(Texto selecionado):
● ● ● ●
As posições paulistas
Os paulistas realizavam uma verdadeira “guerra de trincheiras”; já os mineiros, mesclavam entre as “trincheiras” e a guerra “de movimentos”, esta última mais praticável no terreno já dominado pela Brigada Sul. Em uma “guerra de trincheiras” o soldado permanece noites e dias imobilizado, tendo que responder à fuzilaria adversária e se manter atento e vigilante quanto a possíveis incursões inimigas nas linhas sob sua guarda.
A fortificação paulista era feita de dormentes e trilhos. No centro, o abrigo para a artilharia; ao lado, outro abrigo para o PC. As trincheiras paulistas avançavam morro acima em todas as direções, dominando completamente a Serra da Mantiqueira. Eram ligadas por comunicações subterrâneas, picadas e escadinhas. Os postos avançados eram ligados por completa rede de telefone de campanha. Os paulistas não tiveram dificuldades para locomoção e subsistência. As posições paulistas apresentavam-se guarnecidas de armas automáticas, bem entrincheiradas, entretanto bastante enfraquecidas pela ação do fogo mineiro. O sistema de defesa paulista achava-se disseminado pelas elevações da Serra da Mantiqueira e nas mediações da boca do Túnel existiam diversas peças de artilharia.
Planos de ataque, artilharia e carros de assalto
Os primeiros passos da Brigada Sul, logo que chegou em Manacá, foi o reforço/substituição da tropa federal: 4º RCD e 2º Batalhão do 11º RI, que ali se encontrava a quatro dias. Posteriormente, um pelotão do 7º Batalhão da Força Pública, ocupou a Fazenda São Bento, localizada a dez quilômetros de Manacá. Tal propriedade dava acesso ao Morro do Cristal e em continuação à Serra do Itaguaré, além da boca do Túnel.
O Morro do Cristal, fica a seis quilômetros de terreno acidentado e a 1.750 metros de altitude. Somente após seis dias de exaustivo trabalho, se conseguiu acesso via picadas. Mais tarde ocorreu a ocupação da Garrupa e de outros pontos estratégicos na Serra da Mantiqueira.
● ● ● ●
(Dados fornecidos):

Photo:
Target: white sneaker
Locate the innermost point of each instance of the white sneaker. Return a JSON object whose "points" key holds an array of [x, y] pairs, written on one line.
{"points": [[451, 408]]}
● ● ● ●
(Pedido A): Reproduza sem alterações o trecho do texto selecionado que começa com as palavras "Planos de ataque, artilharia" e termina com "na Serra da Mantiqueira.".
(Pedido B): Traduza para o inglês esta frase do texto selecionado: "A fortificação paulista era feita de dormentes e trilhos."
(Pedido C): De acordo com o texto selecionado, a que altitude fica o Morro do Cristal?
A listagem é um material independente do texto selecionado.

(Resposta completa A):
Planos de ataque, artilharia e carros de assalto
Os primeiros passos da Brigada Sul, logo que chegou em Manacá, foi o reforço/substituição da tropa federal: 4º RCD e 2º Batalhão do 11º RI, que ali se encontrava a quatro dias. Posteriormente, um pelotão do 7º Batalhão da Força Pública, ocupou a Fazenda São Bento, localizada a dez quilômetros de Manacá. Tal propriedade dava acesso ao Morro do Cristal e em continuação à Serra do Itaguaré, além da boca do Túnel.
O Morro do Cristal, fica a seis quilômetros de terreno acidentado e a 1.750 metros de altitude. Somente após seis dias de exaustivo trabalho, se conseguiu acesso via picadas. Mais tarde ocorreu a ocupação da Garrupa e de outros pontos estratégicos na Serra da Mantiqueira.

(Resposta completa B): The São Paulo fortification was made of railroad ties and rails.

(Resposta completa C): O Morro do Cristal fica a 1.750 metros de altitude.